Exercise brief.
The answer must be the data, repeated exactly.

##### Record extracts #####

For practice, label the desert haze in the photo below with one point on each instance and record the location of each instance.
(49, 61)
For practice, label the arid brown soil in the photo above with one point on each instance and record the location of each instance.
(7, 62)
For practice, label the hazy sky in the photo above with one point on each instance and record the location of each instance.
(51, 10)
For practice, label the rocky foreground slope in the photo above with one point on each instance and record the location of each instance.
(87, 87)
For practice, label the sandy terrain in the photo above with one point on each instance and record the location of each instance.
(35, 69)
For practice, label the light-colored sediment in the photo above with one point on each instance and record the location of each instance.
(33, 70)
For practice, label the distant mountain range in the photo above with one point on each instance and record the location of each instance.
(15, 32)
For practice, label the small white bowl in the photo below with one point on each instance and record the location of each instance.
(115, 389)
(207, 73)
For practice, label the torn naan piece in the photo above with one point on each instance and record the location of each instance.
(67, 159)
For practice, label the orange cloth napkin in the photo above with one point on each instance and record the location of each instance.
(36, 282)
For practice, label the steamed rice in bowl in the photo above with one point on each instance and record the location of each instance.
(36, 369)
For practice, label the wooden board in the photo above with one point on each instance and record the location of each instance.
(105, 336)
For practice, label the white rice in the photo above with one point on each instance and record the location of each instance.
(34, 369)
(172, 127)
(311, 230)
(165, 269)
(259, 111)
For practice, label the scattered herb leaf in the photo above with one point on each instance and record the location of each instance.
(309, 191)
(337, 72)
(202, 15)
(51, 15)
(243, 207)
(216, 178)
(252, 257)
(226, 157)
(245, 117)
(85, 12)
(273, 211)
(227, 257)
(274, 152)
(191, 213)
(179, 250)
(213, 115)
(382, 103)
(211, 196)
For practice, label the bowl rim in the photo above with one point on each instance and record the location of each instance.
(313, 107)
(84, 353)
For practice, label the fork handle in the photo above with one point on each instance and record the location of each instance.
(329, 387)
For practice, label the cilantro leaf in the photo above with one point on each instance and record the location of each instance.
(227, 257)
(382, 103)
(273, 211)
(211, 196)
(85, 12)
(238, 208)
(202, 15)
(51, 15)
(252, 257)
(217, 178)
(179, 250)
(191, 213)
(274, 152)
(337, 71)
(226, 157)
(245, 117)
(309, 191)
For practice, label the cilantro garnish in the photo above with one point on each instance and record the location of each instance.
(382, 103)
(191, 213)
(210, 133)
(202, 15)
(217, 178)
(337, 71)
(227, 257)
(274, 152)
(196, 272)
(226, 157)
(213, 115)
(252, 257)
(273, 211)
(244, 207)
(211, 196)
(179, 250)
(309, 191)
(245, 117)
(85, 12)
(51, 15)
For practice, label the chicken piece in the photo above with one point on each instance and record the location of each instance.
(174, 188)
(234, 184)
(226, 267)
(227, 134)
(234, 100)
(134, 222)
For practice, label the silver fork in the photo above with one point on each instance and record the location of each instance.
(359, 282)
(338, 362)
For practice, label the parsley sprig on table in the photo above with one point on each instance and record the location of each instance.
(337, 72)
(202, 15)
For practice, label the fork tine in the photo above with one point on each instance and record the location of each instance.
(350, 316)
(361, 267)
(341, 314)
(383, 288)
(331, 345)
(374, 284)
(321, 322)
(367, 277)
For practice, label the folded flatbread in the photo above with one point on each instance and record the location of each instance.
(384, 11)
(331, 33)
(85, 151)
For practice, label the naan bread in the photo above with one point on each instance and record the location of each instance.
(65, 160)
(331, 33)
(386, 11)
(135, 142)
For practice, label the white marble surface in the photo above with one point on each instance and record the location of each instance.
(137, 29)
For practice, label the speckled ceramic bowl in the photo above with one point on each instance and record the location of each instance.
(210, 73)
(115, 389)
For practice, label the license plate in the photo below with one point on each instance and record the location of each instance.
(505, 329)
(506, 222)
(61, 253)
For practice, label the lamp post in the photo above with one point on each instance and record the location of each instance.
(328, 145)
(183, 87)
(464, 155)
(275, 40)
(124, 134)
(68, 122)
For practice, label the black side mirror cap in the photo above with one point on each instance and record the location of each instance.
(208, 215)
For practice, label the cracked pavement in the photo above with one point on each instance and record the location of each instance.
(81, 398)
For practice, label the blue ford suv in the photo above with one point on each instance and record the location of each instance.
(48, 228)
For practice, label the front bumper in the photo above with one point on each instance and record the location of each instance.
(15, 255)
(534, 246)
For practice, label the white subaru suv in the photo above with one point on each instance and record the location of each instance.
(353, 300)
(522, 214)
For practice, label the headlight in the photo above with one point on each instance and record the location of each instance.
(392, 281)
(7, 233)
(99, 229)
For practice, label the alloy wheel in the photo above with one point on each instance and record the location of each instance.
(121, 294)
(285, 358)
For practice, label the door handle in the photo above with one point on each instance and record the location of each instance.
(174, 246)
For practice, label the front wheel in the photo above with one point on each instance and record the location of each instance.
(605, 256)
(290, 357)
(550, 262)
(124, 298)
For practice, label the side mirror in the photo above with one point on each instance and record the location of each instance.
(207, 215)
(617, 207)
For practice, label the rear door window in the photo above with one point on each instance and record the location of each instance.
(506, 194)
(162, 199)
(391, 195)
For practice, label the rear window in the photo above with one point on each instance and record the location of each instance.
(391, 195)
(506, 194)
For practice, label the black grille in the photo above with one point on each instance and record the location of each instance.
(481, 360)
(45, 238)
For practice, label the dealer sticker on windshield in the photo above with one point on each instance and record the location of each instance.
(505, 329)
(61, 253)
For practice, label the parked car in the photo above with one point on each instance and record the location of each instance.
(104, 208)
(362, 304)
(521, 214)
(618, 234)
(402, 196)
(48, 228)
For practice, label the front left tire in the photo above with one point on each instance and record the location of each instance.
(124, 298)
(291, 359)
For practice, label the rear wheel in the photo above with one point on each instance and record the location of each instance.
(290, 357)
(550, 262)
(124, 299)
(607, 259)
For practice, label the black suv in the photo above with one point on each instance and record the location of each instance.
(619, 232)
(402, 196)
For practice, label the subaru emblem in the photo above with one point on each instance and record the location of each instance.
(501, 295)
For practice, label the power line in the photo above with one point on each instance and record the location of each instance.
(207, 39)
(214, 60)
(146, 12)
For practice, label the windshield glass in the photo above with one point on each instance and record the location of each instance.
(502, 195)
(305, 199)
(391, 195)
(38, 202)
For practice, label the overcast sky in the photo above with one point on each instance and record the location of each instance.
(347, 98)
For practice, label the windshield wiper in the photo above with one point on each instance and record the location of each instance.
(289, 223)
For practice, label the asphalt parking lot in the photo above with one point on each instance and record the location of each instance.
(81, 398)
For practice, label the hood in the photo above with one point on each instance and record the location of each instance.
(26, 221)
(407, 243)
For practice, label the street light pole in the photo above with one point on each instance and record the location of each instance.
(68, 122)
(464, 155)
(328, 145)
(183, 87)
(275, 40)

#####

Reply.
For practice, label the desert haze in the photo below with one point on each instance and record the location of each instance.
(49, 61)
For practice, label the arid brown soil in the photo above with one point on each instance and record the location of each instance.
(7, 62)
For practice, label the hazy sky in the photo above with one point on each instance and record the location of each instance.
(51, 10)
For practice, label the rocky foreground slope in the photo above with one point on each instance and record the location of each instance.
(87, 87)
For practice, label the sandy terrain in the photo above with one point on each instance and record the location of each instance.
(35, 69)
For practice, label the light-colored sediment in the photo above with one point on each instance and record the location of each instance.
(33, 70)
For practice, label the distant mountain range in the photo above with one point on each instance and record the location of each instance.
(15, 32)
For practice, label the small white bowl in the photo below with one point on each instance and record the location of each instance.
(115, 389)
(207, 73)
For practice, label the torn naan piece in the photo above with one point on each instance and record the location of each instance.
(67, 159)
For practice, label the orange cloth napkin in the photo above with one point on each instance and record the location of each instance.
(36, 282)
For practice, label the steamed rice in bowl in the photo above with one point on each instance and record the location of each instance.
(36, 369)
For practice, label the wooden board in the photo above with one point on each instance and record the location of each instance.
(105, 336)
For practice, label the white rice in the photo above with one point on each instance and record the location of each instance.
(34, 369)
(172, 127)
(311, 230)
(165, 269)
(259, 111)
For practice, label the scattered herb leaf in the photo above with one point on each instance and record the location of each instance.
(309, 191)
(337, 72)
(202, 15)
(51, 15)
(243, 207)
(216, 178)
(252, 257)
(226, 157)
(245, 117)
(85, 12)
(273, 211)
(227, 257)
(274, 152)
(191, 213)
(179, 250)
(213, 115)
(382, 103)
(211, 196)
For practice, label the bowl rim in the photo above with one point on each instance and record the location of each instance.
(313, 107)
(84, 353)
For practice, label the fork handle in the photo above with one point on each instance and record the location of each instance.
(329, 387)
For practice, label the cilantro leaf in the photo above with one point on each instance and record the location of each instance.
(227, 257)
(382, 103)
(273, 211)
(211, 196)
(85, 12)
(238, 208)
(202, 15)
(51, 15)
(252, 257)
(217, 178)
(179, 250)
(191, 213)
(274, 152)
(337, 71)
(226, 157)
(245, 117)
(309, 191)
For practice, label the cilantro garnish in the photo above with one point on each instance and record the location of each instance.
(382, 103)
(191, 213)
(210, 133)
(202, 15)
(217, 178)
(337, 71)
(227, 257)
(274, 152)
(196, 272)
(226, 157)
(213, 115)
(252, 257)
(273, 211)
(244, 207)
(211, 196)
(179, 250)
(309, 191)
(245, 117)
(85, 12)
(51, 15)
For practice, label the chicken piece in the photo above with one point on each instance and record the location of each instance.
(174, 188)
(234, 184)
(226, 267)
(227, 134)
(234, 100)
(134, 222)
For practice, label the silver fork in the photo above with one point on each instance and record the location of each instance.
(359, 282)
(338, 362)
For practice, label the parsley sprig on table in the photo above with one point on each instance and record the location of each instance.
(337, 72)
(202, 15)
For practice, label the fork tine in the photo above with one point on each instance and record the location of each instance.
(350, 316)
(361, 267)
(341, 314)
(383, 288)
(331, 345)
(374, 284)
(321, 322)
(367, 277)
For practice, label the folded flatbread in the photo above with one point on each instance and record the location of each instance.
(384, 11)
(331, 33)
(85, 151)
For practice, label the naan bread in the photo above with one point on each instance and record the location of each instance.
(65, 160)
(331, 33)
(386, 11)
(135, 142)
For practice, label the white marble surface in the photo above with one point on each instance and record the location of each instance.
(137, 29)
For practice, label the speckled ceramic bowl in the photo above with one point on each instance and record the location of each instance.
(210, 73)
(115, 389)
For practice, label the license plate in the photo below with one point on each instance and record the location of each instance.
(505, 329)
(506, 222)
(61, 253)
For practice, label the lamp post in the photo above with one point on each instance and record the location of each instance.
(328, 145)
(183, 87)
(464, 155)
(275, 40)
(124, 134)
(68, 122)
For practice, label the black side mirror cap in the photo above with one point on each instance and record the location of each instance.
(208, 215)
For practice, label the cracked pavement in the photo above with one point on each instance and record the location of each instance.
(81, 398)
For practice, label the blue ford suv in the photo above with one point on each instance and record the location of each instance.
(48, 228)
For practice, label the front bumper in the photo above with one point on each instance and record the location of each instance.
(15, 255)
(534, 246)
For practice, label the white subaru suv in the photo above with one point on each instance and record the location of each instance.
(353, 300)
(522, 214)
For practice, label the headlight in the photo above with one point on each instance and record the location of each instance.
(392, 281)
(7, 233)
(99, 229)
For practice, label the alloy wheel in the photo above with one point on each instance and record the location of each instance.
(121, 294)
(285, 358)
For practice, label the door handle in the photo above with one point on each instance and record the location of each instance.
(174, 246)
For practice, label the front wheel in the photo above with one point on each instance and record the location of each instance.
(605, 256)
(290, 357)
(550, 262)
(124, 298)
For practice, label the side mirror in the photo above with one point on each instance and record the location of each instance.
(207, 215)
(617, 207)
For practice, label the rear door window in the photo above with one point on each instance and record the location of each instance.
(506, 194)
(162, 199)
(391, 195)
For practice, label the rear window in the photo above with one point on each instance and record the location of each instance.
(391, 195)
(506, 194)
For practice, label the black grille in the photo above with one point on each instance and record the location of each instance.
(481, 360)
(45, 238)
For practice, label the dealer sticker on windshield in the photo above with one point on each instance and record the location of each instance.
(505, 329)
(61, 253)
For practice, label the parked car in the photo above with one point on each instance and record the location of each instance.
(104, 208)
(362, 304)
(521, 214)
(618, 234)
(402, 196)
(48, 228)
For practice, label the front left tire in the photo above with one point on each instance and record the location of each instance.
(124, 298)
(291, 359)
For practice, label the rear wheel in the photo above with one point on each instance and record the location of each instance.
(290, 357)
(550, 262)
(124, 299)
(607, 259)
For practice, label the black suv in the photo above with one point on each instance and record the location of each instance.
(619, 232)
(402, 196)
For practice, label the subaru emblem in the photo above with one point on each instance and record the location of each instance.
(501, 295)
For practice, label the power line in the photo above with one point on each instance and record the location of each instance.
(207, 39)
(214, 60)
(146, 12)
For practice, label the windshield glass in the photo above with one point on each instance and record the location of each instance.
(502, 195)
(305, 199)
(391, 195)
(38, 202)
For practice, label the overcast sky in the photo above with one point on each instance and record the location of each instance.
(347, 98)
For practice, label the windshield wiper in the photo above with one point on each instance and record the location of each instance.
(289, 223)
For practice, label the asphalt parking lot in the photo above with one point on each instance and record the location of each instance.
(81, 398)
For practice, label the hood in the photo above with one point on each instance and record the location of each instance.
(26, 221)
(407, 243)
For practice, label the street light pole in the photo above with one point on each instance and record the location of each instance.
(68, 122)
(464, 155)
(328, 145)
(183, 87)
(275, 40)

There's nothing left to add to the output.